_WHAT YOU NEED TO DO_: Give back all the data below exactly as it is shown.

_MATERIAL FOR THIS TASK_:
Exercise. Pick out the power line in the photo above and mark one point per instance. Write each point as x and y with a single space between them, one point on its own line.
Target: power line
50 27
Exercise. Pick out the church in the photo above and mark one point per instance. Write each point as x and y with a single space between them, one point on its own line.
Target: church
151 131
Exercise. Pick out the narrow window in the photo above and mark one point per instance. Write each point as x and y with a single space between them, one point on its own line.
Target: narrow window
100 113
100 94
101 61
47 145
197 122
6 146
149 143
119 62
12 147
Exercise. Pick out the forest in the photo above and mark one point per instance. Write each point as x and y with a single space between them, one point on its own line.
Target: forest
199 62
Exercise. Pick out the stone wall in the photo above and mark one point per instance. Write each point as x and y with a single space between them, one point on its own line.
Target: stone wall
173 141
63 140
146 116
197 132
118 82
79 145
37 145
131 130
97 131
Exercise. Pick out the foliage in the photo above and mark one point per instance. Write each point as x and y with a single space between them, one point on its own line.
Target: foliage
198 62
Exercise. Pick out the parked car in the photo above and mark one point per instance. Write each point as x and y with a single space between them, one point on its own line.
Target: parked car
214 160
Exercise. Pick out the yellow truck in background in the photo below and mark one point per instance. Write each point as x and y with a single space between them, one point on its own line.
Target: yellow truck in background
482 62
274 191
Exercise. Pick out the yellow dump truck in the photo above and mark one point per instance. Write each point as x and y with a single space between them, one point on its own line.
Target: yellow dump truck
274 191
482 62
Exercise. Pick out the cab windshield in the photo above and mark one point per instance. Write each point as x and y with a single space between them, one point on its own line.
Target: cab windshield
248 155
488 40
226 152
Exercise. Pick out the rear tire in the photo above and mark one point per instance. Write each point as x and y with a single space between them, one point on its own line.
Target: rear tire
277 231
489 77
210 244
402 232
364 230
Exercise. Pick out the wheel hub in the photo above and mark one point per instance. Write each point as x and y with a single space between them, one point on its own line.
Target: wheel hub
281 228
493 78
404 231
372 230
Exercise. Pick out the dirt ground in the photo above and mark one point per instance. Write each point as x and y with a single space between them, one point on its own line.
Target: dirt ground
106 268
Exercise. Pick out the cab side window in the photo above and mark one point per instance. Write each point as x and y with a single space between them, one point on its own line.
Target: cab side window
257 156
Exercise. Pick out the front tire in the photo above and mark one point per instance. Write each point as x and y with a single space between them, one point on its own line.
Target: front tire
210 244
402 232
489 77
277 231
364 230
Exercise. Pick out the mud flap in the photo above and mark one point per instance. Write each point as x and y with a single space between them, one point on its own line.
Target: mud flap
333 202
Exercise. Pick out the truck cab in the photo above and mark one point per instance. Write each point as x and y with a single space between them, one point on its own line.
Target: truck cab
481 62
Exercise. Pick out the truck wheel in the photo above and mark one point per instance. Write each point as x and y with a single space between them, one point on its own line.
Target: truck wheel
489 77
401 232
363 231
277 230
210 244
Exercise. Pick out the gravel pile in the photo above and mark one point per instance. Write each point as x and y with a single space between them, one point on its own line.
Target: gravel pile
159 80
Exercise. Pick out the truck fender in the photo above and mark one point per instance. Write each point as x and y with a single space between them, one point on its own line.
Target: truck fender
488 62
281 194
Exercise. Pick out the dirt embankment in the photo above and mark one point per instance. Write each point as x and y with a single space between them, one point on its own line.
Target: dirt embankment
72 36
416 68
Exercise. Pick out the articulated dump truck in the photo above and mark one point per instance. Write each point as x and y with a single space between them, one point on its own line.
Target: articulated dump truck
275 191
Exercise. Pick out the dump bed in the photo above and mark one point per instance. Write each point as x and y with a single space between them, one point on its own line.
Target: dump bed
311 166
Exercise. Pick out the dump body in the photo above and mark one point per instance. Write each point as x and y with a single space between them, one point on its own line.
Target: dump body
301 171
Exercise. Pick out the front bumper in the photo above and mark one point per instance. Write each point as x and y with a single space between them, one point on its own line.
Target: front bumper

_RESPONSE TO THE TASK_:
Exercise. Pick out the power line in the photo above and mark one point per instance. Write each point as x and y with a single space between them, one point on its own line.
Target: power line
50 27
Exercise. Pick out the church in the photo above and mark one point per instance. Write each point as x and y with a single space between them, one point on its own line.
Target: church
151 131
Exercise. Pick out the narrow window in the photo above and mark one point per instance. Write each point as x and y with a single space between them, one point on its own line.
Target: narrow window
100 113
100 94
101 61
47 145
197 122
6 146
149 143
119 62
12 147
Exercise. Pick out the forest in the photo above and mark one point per instance. Write each point as x and y with a single space between them, one point on its own line.
Target: forest
199 62
Exercise. Pick out the stone wall in the photo above and mark one point per instance. Write each point as x and y with a single space between them, one point on its own line.
Target: stone wall
173 141
63 140
146 116
197 132
118 82
79 145
37 145
131 130
97 131
Exercise. Pick out the foliage in the photo above and mark one point per instance. Write each point as x and y with a single space between them, one point on its own line.
Target: foliage
198 62
Exercise. Pick out the parked car in the photo above and mark one point per instance. Write each point as x and y with a single space between them, one point on its own line.
Target: parked car
214 160
Exercise. Pick out the yellow truck in background in the photo below and mark one point per instance. Write each point as x and y with a single space between them, one point on its own line.
Target: yellow truck in background
482 62
274 191
Exercise. Pick out the yellow dump truck in the photo above and mark one point per instance. Write each point as x and y with a single space between them, one point on its own line.
Target: yellow dump truck
274 191
482 62
Exercise. Pick out the cab windshield in the photo above and mark one point per instance. Write each point as x and y with a single space between them, one point on its own line.
Target: cab windshield
248 155
488 40
226 152
Exercise. Pick out the rear tire in the photo above and mark one point per instance. Write each point as x and y with a single space between them, one point on its own line.
Target: rear tire
277 231
489 77
210 244
402 232
364 230
Exercise. Pick out the wheel hub in the photo above and mark one point per instance. Write each point as x and y with a single space between them, one point on its own line.
Target: wheel hub
281 228
493 78
404 231
372 230
Exercise. Pick out the dirt ground in the photo above and mark one point per instance. Write each point as x and y with a single space between them, one point on its own line.
Target: dirt ground
106 268
Exercise. Pick out the cab side window in the photo above and mark one point per instance. Write each point as x and y with a single space between them, one point on its own line.
Target: cab side window
257 156
Exercise. Pick out the front tire in the photo above and mark one point per instance. Write each point as x and y with a single space between them, one point on its own line.
Target: front tire
210 244
402 232
489 77
277 231
364 230
Exercise. Pick out the mud flap in the photo above and mark one point per instance. Write each point as x and y with a single space between them, one point on its own line.
Target: mud flap
333 202
Exercise. Pick out the truck cab in the photo above and mark one point per instance. Write each point as x and y with a single space between them, one point on its own line.
Target: truck cab
481 62
Exercise. Pick out the truck wheel in the photo above and mark one point per instance. Write each point as x and y with a single space between them, one point on its own line.
Target: truck wheel
489 77
401 232
363 231
277 230
210 244
Exercise. Pick out the gravel pile in the photo above and mark one point per instance. Write each point as x and y with a single space between them, one point on its own line.
Target: gravel pile
159 80
Exercise. Pick out the truck fender in the photo above and mark one point per instance. Write each point as x and y with a single space between them, one point on its own line.
Target: truck fender
488 62
281 194
Exercise. Pick out the dirt embankment in the photo above and mark one point per instance. Write each point as x and y with a single space between them, one point on its own line.
Target: dirt embankment
72 36
416 68
Exercise. Pick out the articulated dump truck in the photo above and mark one point per instance. Write each point as x and y with a single space between them, one point on its own line.
Target: articulated dump truck
275 191
Exercise. Pick out the dump bed in the photo above and mark one point per instance. Write each point as x and y with a single space between them, one point on its own line.
Target: dump bed
311 166
Exercise. Pick out the dump body in the photo above and mark one point per instance. Write each point as x and y with a single space between them, one point on its own line.
Target: dump body
301 171
Exercise. Pick out the front bumper in the photo above and mark one point per instance. Write each point as x and y with a single space between them, one point on its own line.
Target: front bumper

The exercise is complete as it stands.